» **WORK INSTRUCTION**: For this exercise, print only the lines from the one containing "box: [257, 109, 275, 119]" through the end of the material below, exactly as given.

» **DATA LISTING**:
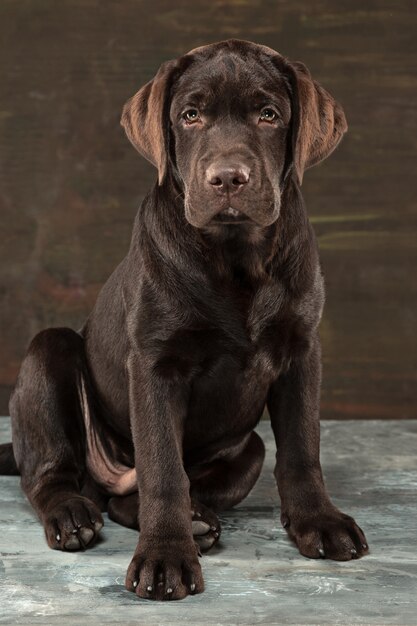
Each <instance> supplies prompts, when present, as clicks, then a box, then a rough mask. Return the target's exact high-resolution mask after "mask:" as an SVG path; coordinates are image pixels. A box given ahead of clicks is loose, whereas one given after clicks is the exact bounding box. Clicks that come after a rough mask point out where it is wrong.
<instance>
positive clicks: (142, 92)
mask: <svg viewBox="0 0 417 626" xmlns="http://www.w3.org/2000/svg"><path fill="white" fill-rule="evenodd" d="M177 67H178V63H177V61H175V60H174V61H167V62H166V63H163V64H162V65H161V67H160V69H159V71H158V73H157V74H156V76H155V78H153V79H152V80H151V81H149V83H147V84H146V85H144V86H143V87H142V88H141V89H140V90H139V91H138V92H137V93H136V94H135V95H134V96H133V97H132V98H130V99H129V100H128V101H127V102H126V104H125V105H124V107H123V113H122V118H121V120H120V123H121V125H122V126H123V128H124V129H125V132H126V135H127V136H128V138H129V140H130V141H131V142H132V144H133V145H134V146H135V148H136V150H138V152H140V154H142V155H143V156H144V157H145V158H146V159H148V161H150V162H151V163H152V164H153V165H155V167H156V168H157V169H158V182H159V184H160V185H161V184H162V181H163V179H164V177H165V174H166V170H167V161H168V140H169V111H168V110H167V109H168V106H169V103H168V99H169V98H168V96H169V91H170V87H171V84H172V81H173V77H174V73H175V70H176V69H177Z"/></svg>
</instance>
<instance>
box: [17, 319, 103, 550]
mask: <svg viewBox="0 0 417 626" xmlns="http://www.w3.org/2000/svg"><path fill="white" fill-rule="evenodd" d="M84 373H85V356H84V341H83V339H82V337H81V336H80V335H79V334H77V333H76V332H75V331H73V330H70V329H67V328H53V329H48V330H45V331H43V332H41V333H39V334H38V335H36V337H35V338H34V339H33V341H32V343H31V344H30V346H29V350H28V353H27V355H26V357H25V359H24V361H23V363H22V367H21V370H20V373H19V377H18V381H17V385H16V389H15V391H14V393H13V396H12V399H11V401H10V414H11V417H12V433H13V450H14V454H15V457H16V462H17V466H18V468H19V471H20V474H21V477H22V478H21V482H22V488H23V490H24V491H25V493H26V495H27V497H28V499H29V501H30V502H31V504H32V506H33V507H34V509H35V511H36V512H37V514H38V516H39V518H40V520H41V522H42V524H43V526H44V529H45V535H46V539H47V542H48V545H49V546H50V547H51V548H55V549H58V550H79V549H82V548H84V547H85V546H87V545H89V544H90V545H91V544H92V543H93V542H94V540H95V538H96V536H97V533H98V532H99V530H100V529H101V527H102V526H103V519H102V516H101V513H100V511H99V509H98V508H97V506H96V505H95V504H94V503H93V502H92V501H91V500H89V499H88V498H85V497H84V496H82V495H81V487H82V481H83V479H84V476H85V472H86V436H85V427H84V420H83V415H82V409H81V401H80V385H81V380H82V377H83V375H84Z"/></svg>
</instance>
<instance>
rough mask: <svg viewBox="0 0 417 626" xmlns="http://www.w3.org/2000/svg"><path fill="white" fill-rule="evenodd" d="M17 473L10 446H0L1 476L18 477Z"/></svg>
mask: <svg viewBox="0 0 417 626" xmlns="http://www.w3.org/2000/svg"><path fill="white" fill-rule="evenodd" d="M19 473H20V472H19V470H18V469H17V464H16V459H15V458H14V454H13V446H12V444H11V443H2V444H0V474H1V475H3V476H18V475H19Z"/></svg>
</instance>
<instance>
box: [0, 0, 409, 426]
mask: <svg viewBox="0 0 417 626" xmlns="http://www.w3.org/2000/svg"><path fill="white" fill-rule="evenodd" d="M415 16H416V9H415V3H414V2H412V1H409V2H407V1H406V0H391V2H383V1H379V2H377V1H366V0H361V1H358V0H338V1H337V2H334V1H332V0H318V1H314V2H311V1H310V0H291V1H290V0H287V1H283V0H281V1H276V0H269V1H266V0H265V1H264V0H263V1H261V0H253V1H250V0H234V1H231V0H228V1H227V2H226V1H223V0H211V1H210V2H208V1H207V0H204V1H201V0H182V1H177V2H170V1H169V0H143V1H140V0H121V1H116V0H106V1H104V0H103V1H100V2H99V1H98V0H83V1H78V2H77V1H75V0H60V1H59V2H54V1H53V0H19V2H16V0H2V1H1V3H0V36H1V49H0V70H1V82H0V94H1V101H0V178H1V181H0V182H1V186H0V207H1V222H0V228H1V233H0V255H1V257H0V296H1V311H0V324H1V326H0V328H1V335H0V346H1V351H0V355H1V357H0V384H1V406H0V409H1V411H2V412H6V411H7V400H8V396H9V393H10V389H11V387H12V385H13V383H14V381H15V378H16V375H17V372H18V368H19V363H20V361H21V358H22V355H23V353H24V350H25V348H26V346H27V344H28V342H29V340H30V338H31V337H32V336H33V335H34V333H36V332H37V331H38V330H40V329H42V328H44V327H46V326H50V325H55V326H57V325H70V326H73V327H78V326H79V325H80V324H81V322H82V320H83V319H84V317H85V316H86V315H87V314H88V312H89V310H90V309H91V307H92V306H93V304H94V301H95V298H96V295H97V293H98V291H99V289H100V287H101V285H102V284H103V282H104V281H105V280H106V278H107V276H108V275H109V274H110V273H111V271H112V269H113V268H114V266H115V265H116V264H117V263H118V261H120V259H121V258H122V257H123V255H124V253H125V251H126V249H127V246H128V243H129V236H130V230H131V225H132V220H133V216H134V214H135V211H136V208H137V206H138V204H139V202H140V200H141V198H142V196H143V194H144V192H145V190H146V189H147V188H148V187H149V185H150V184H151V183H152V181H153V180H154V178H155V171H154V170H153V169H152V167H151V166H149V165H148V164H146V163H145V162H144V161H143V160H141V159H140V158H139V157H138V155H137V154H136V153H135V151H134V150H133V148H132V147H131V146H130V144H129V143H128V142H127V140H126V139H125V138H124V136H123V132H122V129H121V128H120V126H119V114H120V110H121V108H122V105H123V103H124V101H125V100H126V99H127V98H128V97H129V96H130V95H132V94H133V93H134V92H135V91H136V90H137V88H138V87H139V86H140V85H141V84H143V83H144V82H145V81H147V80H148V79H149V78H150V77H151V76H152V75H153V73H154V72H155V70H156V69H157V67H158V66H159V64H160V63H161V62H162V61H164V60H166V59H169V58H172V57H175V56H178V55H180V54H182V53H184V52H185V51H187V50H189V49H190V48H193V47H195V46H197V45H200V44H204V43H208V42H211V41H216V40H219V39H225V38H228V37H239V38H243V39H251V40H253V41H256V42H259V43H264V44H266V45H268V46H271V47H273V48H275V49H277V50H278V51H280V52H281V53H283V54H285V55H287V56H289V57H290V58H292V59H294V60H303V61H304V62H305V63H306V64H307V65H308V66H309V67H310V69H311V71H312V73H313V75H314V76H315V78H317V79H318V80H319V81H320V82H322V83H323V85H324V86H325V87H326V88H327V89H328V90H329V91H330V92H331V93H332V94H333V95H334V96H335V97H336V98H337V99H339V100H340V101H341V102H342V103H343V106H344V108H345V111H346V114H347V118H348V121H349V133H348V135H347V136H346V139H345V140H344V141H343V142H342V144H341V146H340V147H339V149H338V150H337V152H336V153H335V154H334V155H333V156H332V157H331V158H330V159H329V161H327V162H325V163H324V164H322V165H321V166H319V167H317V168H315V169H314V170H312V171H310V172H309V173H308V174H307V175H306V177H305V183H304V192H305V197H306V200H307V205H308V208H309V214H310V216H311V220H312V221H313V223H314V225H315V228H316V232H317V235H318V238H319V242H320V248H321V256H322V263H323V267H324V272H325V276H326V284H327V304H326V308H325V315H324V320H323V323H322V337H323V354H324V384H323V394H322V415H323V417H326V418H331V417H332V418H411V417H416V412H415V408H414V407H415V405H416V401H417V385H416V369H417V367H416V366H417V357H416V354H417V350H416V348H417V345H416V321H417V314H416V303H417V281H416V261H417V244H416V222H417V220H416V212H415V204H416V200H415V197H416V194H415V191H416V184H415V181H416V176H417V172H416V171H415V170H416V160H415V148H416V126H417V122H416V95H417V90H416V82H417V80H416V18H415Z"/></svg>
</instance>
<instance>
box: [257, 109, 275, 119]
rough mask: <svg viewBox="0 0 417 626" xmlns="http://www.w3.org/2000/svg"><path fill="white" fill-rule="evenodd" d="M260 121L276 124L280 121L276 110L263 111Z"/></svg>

» **EXERCISE RESPONSE**:
box: [257, 109, 275, 119]
rough mask: <svg viewBox="0 0 417 626" xmlns="http://www.w3.org/2000/svg"><path fill="white" fill-rule="evenodd" d="M260 121L276 124L280 121L276 110L263 111Z"/></svg>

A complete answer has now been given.